Keep every character as it is and output all of the records.

___

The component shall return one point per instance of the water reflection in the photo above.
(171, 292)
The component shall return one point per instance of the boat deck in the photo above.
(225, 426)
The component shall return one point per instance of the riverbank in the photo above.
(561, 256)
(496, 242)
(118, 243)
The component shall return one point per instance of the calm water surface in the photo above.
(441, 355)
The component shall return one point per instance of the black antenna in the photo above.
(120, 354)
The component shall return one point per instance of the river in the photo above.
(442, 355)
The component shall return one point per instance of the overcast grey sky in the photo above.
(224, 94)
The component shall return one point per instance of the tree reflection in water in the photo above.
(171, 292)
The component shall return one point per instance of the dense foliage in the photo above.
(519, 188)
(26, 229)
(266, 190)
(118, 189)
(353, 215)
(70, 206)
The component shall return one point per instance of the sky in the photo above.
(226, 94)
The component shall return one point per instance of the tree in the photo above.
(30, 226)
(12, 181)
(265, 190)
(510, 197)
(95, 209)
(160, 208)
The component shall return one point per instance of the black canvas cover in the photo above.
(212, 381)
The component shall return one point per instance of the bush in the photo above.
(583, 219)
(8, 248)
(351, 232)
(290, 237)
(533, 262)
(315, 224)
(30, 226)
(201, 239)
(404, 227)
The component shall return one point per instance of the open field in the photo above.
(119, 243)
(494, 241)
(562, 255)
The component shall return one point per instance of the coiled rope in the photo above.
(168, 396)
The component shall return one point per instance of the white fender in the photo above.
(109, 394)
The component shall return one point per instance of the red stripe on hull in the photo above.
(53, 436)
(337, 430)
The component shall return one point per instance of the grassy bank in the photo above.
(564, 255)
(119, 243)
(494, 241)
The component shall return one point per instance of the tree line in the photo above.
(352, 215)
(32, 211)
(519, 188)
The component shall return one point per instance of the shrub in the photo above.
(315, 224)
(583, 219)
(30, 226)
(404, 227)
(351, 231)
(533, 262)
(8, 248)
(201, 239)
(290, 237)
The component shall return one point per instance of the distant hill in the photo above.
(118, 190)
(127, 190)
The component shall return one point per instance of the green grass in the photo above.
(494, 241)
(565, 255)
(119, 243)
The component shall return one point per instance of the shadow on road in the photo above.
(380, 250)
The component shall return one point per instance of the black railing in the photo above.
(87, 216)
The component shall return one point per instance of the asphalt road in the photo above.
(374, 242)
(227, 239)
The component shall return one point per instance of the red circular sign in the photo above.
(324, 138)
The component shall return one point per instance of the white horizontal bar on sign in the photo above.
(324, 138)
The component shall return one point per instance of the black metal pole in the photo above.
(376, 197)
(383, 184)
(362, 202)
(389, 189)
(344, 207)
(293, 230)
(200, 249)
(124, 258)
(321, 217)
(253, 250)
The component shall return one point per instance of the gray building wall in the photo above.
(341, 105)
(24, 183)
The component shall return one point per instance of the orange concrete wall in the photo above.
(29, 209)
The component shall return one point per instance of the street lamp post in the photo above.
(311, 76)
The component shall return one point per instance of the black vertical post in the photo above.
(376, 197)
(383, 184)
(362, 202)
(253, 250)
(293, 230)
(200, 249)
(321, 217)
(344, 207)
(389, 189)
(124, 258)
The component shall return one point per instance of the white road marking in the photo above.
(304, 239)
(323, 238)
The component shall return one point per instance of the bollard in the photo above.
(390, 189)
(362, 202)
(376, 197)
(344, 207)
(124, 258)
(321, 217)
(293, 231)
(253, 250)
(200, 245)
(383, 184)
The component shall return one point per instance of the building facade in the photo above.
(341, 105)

___

| Solution to this problem |
The component shall return one point per instance of the water reflection in the photo above.
(171, 292)
The component shall return one point per instance of the boat deck in the photo above.
(225, 426)
The component shall return one point per instance of the riverbank in the photo above.
(561, 256)
(496, 242)
(118, 243)
The component shall return one point per instance of the calm water surface in the photo above.
(441, 355)
The component shall return one point per instance of the black antenna in the photo above.
(120, 354)
The component shall return one point per instance of the river in the photo above.
(442, 355)
The component shall return one point per instance of the overcast grey sky in the photo above.
(224, 94)
The component shall return one point per instance of the tree reflection in water in the photo above.
(171, 292)
The component shall return one point per instance of the dense foliage in the photo above.
(519, 188)
(26, 229)
(266, 190)
(118, 189)
(353, 215)
(70, 206)
The component shall return one point per instance of the sky in the photo above.
(226, 94)
The component shall return one point per instance of the tree in the photo above.
(30, 226)
(12, 181)
(265, 190)
(510, 197)
(95, 209)
(160, 208)
The component shall return one point per instance of the black canvas cover in the photo above.
(212, 381)
The component shall return one point per instance of the bush in the photo above.
(583, 219)
(8, 248)
(351, 232)
(290, 237)
(533, 262)
(315, 224)
(30, 226)
(201, 239)
(404, 227)
The component shall return one point per instance of the open field in the photo above.
(119, 243)
(494, 241)
(562, 255)
The component shall return one point per instance of the coiled rope in the photo above.
(168, 396)
The component shall return one point per instance of the white fender in the photo above.
(109, 394)
The component shall return one point per instance of the red stripe on hull in the photo above.
(53, 436)
(337, 430)
The component shall return one point per instance of the grassy bank in the photo above.
(564, 255)
(119, 243)
(494, 241)
The component shall return one point per instance of the tree line in the photo above.
(352, 215)
(32, 211)
(519, 188)
The component shall return one point per instance of the shrub in the photo above.
(315, 224)
(583, 219)
(30, 226)
(404, 227)
(351, 231)
(533, 262)
(8, 248)
(201, 239)
(290, 237)
The component shall return one point per instance of the distant hill in the photo above.
(118, 190)
(127, 190)
The component shall return one point per instance of the green grass in the photo above.
(494, 241)
(565, 255)
(119, 243)
The component shall return one point per instance of the shadow on road in the photo above.
(380, 250)
The component shall return one point per instance of the black railing in the photo above.
(87, 216)
The component shall return one point per instance of the asphalt road in the photo above.
(374, 242)
(227, 239)
The component shall return one point per instance of the red circular sign in the photo above.
(324, 138)
The component shall return one point per instance of the white horizontal bar on sign in the photo above.
(324, 138)
The component shall return one point per instance of the black metal pole in the photo above.
(376, 197)
(383, 184)
(362, 202)
(389, 189)
(344, 207)
(293, 230)
(200, 249)
(124, 258)
(321, 217)
(253, 250)
The component shall return one point per instance of the gray building wall in the photo above.
(341, 105)
(24, 183)
The component shall return one point per instance of the orange concrete wall in the photo above.
(29, 209)
The component shall return one point per instance of the street lamp post in the photo above.
(311, 76)
The component shall return one point per instance of the black vertical post in the photo above.
(376, 197)
(383, 184)
(362, 202)
(253, 250)
(293, 230)
(200, 249)
(321, 217)
(344, 207)
(389, 189)
(124, 258)
The component shall return one point per instance of the white road marking in the photo above.
(304, 239)
(323, 238)
The component shall return one point per instance of the bollard in the photo above.
(390, 189)
(362, 202)
(376, 197)
(344, 207)
(124, 258)
(321, 217)
(293, 231)
(253, 250)
(200, 245)
(383, 184)
The component shall return one point per instance of the building facade in the photo above.
(341, 105)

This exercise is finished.